### Task material

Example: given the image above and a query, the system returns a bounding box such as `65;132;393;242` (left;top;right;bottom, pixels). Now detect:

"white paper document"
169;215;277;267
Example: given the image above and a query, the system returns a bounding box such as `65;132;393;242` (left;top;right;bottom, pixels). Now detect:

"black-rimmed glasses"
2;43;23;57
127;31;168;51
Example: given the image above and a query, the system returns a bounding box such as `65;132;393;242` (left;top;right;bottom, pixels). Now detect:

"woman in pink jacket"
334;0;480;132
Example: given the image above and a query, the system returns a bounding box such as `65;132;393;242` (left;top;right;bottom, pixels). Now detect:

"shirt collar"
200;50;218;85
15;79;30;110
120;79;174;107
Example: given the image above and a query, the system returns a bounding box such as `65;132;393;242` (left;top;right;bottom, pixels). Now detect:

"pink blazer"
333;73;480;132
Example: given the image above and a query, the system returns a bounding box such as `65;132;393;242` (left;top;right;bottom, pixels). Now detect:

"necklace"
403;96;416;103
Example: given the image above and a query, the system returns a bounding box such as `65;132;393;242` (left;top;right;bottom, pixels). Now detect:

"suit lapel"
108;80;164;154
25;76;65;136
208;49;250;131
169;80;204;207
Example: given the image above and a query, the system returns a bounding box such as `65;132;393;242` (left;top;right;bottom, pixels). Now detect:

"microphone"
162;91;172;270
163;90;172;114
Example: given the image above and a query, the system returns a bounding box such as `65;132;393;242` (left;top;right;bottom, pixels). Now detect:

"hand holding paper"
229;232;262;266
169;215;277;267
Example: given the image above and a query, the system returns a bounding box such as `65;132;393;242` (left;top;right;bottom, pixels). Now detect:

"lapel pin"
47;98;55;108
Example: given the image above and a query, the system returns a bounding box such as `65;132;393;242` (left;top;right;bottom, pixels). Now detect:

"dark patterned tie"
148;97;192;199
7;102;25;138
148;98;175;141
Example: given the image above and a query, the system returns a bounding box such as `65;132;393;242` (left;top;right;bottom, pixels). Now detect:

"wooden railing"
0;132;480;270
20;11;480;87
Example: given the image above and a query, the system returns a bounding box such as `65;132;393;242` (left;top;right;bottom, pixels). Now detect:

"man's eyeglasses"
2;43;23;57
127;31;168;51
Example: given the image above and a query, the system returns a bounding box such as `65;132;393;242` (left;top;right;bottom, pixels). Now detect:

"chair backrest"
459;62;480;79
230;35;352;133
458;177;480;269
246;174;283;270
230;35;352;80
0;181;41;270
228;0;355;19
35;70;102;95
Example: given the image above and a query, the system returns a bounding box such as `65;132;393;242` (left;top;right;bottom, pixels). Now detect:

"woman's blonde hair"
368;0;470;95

######

Given problem:
Return all of the material above line for line, word for word, from its first line to its last.

Exercise response:
Example: given the image above and a query, the system returns a bounding box such as `65;132;393;242` (left;top;right;bottom, pixels). Now detect:

"white paper document"
169;215;277;267
Example: given the image above and a query, the system returns a bounding box such as `65;132;393;242` (left;top;right;bottom, pixels). Now detect:

"black-rimmed glasses"
2;43;23;57
127;31;168;51
Example: given the image above and a query, the system returns a bounding box such as `65;132;393;242` (left;top;right;bottom, pixels). Now detect:

"woman in pink jacket"
334;0;480;132
Example: given the image above and a query, the system returns a bounding box such as `65;132;393;242` (left;top;right;bottom, pixels). Now detect:

"shirt collar"
200;50;218;85
15;79;30;110
120;79;174;107
Example: given the image above and a query, the system returns a bounding box such as `65;132;393;242` (left;top;right;bottom, pixels). Now detect:

"pink blazer"
333;73;480;132
Example: given the image above and a query, the system returns a bounding box such as `65;132;393;242` (left;top;right;bottom, pixels). Now detect:

"necklace"
403;96;416;103
Example: given the image above and a query, the system returns a bounding box such as `65;132;393;242` (left;top;right;bottom, pixels). Now detect:

"suit lapel"
108;80;164;154
25;76;65;136
208;49;250;131
169;80;204;207
Example: given the image above and a query, the system returns a bounding box such as `65;132;393;242` (left;top;right;bottom, pixels). Now detect:

"microphone"
162;91;172;270
163;90;172;114
Example: given the image above and a query, the system returns a bounding box such as `65;132;393;242` (left;top;right;bottom, pixels). Now detect:

"hand holding paper"
229;232;262;266
169;215;277;267
Example: given the image above and a query, the system returns a bounding box such as `65;132;393;242` (left;top;right;bottom, pixels). Now detect:

"lapel pin"
47;98;55;108
Example: given the image above and a query, the system returns a bounding box such as `65;132;393;242` (left;top;right;bottom, pixels). Now detect:

"dark patterned tie"
148;97;192;199
7;102;25;138
148;98;175;141
Example: given the image above and a query, the system returns a bounding box such as `65;132;393;242` (left;top;right;bottom, pixels). Now detect:

"wooden railing"
0;132;480;270
20;11;480;87
Example: given the image above and a query, the system returns a bounding box such as `65;132;393;242` (left;top;right;bottom, pixels). Now detect:

"man's eyeglasses"
2;43;23;57
127;31;168;51
Example: given the image above and a query, the system returns a bounding box such as `65;132;393;242` (left;top;right;bottom, pixels). Now detect:

"chair backrest"
459;62;480;79
230;35;352;133
458;177;480;269
246;174;283;270
230;35;352;80
0;181;41;270
228;0;355;19
35;70;102;95
Example: given the image above and a query, the system returns a bounding box such as `65;132;393;242` (left;top;right;bottom, pixels). Now detect:

"woman's blonde hair"
368;0;470;95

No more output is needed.